Exercise
With the line containing "of the alamy" as the starting point, write out each line exactly through the final line of the listing, both ends included.

Source data

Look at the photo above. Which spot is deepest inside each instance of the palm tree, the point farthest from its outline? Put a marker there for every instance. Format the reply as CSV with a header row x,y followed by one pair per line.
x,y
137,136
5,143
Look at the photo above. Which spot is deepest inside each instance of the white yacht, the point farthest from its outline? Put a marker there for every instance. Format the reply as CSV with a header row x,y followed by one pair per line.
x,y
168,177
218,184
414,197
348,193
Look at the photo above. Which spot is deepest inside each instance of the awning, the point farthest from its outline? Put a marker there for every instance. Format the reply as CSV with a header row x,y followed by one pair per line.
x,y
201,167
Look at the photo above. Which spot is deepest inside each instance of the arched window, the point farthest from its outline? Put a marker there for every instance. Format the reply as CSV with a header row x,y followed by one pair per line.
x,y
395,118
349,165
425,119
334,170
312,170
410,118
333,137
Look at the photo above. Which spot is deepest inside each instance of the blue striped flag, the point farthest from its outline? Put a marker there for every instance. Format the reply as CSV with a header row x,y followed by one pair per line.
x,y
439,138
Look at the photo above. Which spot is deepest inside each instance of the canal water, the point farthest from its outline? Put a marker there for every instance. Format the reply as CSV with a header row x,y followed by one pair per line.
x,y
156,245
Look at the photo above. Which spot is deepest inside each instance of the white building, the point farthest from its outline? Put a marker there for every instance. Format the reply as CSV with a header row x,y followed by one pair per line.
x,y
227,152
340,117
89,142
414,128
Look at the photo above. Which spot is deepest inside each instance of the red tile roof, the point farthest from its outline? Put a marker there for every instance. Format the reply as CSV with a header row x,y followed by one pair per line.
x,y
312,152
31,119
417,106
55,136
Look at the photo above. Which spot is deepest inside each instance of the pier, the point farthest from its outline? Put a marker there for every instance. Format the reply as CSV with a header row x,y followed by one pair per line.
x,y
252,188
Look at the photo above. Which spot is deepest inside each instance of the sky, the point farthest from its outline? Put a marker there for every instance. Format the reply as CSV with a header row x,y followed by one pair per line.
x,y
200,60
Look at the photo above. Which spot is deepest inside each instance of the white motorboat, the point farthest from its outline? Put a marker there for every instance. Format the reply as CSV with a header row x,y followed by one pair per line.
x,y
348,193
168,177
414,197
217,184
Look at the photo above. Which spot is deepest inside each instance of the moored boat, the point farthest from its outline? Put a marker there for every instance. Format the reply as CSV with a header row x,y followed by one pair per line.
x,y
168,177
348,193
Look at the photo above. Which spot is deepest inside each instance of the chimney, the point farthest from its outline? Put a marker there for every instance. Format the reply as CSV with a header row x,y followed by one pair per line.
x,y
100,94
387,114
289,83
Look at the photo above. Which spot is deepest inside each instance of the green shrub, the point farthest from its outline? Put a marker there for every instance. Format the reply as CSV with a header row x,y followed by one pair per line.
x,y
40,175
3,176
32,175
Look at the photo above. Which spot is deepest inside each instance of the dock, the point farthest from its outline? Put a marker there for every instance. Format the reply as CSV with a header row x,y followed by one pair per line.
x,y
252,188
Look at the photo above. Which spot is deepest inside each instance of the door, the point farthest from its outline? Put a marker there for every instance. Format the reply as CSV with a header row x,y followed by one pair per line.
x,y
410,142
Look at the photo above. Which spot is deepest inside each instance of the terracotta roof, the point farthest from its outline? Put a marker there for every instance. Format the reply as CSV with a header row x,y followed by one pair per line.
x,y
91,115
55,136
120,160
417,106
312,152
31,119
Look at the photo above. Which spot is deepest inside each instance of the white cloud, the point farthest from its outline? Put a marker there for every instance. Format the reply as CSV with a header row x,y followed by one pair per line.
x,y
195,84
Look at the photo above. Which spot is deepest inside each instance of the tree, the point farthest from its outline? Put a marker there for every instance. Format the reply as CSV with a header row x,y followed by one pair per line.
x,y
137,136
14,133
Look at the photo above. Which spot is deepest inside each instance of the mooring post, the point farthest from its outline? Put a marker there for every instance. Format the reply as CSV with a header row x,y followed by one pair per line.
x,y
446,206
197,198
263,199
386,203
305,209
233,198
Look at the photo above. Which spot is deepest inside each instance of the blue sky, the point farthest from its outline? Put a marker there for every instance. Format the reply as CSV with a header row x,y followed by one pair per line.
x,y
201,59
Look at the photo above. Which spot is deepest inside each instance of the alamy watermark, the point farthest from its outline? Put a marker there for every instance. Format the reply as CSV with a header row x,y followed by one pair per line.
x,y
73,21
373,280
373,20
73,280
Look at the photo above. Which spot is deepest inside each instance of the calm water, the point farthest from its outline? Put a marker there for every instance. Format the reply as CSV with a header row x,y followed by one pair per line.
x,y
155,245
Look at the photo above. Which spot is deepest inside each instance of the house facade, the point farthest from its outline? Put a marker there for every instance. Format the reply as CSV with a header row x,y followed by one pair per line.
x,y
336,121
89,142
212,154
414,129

Response area
Look at the photo above. Which spot is deepest inside each instance of the alamy watermark, the point farthest from its outline? Put a marker there for every instance. Format the reply as CSV with a header row x,y followed by one pair per line.
x,y
73,21
373,280
373,20
73,280
Look at the photo above. Which spot is deepest inside each instance of the calm water, the point farthest from its outline? Put a marker there for every instance. Format the reply as CSV with a header row x,y followed by one pair per line.
x,y
155,245
Look at the photo above. Which spot is deepest inside each instance of the house facade, the point farthest from its outline? Put a marker there for every instance. Format the reply as CSV with a header row x,y followed by one pair per line.
x,y
336,121
89,142
212,154
414,129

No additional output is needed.